◆ **EXERCISE INSTRUCTIONS**:
[a] Return the passage about Caribbean offshore financial centers word for word, starting with "In the decades" and going on through "actual coup (1979).".
[b] According to the passage about Caribbean offshore financial centers, in what year did Guyana suffer an actual coup?

◆ **DOCUMENT TEXT**:
● ● ● ● ●

Consider the case of the well-known offshore financial centers of Bermuda, the British Virgin Islands, and the Cayman Islands, all of which are territories of the United Kingdom. These island jurisdictions are not legally sovereign but enjoy a form of practical sovereignty—comprising immense internal autonomy and high-standards of living—that parallel, if not exceed, the experiences of some of their Caribbean neighbors who gained sovereignty decades ago. For these and other small post-colonial jurisdictions, the options for economic development are not plentiful—often limited to tourism or materials, such as sugar or bauxite. As I have explained elsewhere, the provision of offshore financial services may be an optimal economic development strategy, given the limited industrial capacity of these jurisdictions and the need to diversify from being solely producers of raw materials for wealthy prior colonial controllers. Indeed, the capacities of these jurisdictions were intentionally limited by their colonizers who required them to specialize in sectors that benefited the colonizing country, rather than the colony. This dynamic has changed in the post-colonial era.  

Bermuda, the British Virgin Islands, and the Cayman Islands are known for their attractive offshore financial laws and specialized commercial courts, as well as the ease with which entities can incorporate. As Christopher Bruner and William Moon have each written about, the sophistication of these jurisdictions in crafting corporate and financial law has incentivized international investment. And the income generated from offshore corporate and financial law activities have made them some of the wealthiest jurisdictions in the Northern Atlantic and Caribbean regions—far above their small island neighbors. 

In the decades following the 1960s in the Caribbean, many of the newly sovereign countries, including Guyana, Jamaica, and Trinidad and Tobago, did not experience similar economic growth, and thus were unable to provide similarly high standards of living for their populations. These decades were also politically turbulent: Jamaica experienced political violence and struggled with sovereign debt (in the 1970s and 1980s), Trinidad and Tobago witnessed an attempted coup (1970), and Guyana suffered an actual coup (1979).

Bermuda, the British Virgin Islands, and the Cayman Islands had a different trajectory. As territories of the United Kingdom, what they lacked, and continue to lack, in terms of sovereignty, they have compensated for by way of enhanced autonomy. Instead of pursuing political independence in the 1960s, 1970s, and 1980s like their neighbors, they made the choice to remain politically associated with the United Kingdom. They each have constitutions, albeit approved by the United Kingdom, that officially provide them with limited local governance autonomy. In practice, this autonomy has been expanded because the United Kingdom is not economically responsible for this subset of territories. Indeed, because they generate significant revenue from their offshore sector, they are no longer eligible for regular economic intervention from the United Kingdom. For example, Bermuda’s per capita gross domestic and consumer purchasing power is one of the highest in the world.

● ● ● ● ●

◆ **GIVEN INFORMATION**:
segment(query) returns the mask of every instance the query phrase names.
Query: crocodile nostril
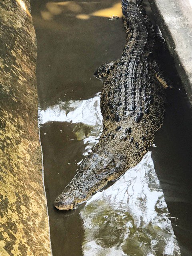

● ● ● ● ●

◆ **RESPONSES BY TASK**:
[a]
In the decades following the 1960s in the Caribbean, many of the newly sovereign countries, including Guyana, Jamaica, and Trinidad and Tobago, did not experience similar economic growth, and thus were unable to provide similarly high standards of living for their populations. These decades were also politically turbulent: Jamaica experienced political violence and struggled with sovereign debt (in the 1970s and 1980s), Trinidad and Tobago witnessed an attempted coup (1970), and Guyana suffered an actual coup (1979).

[b] 1979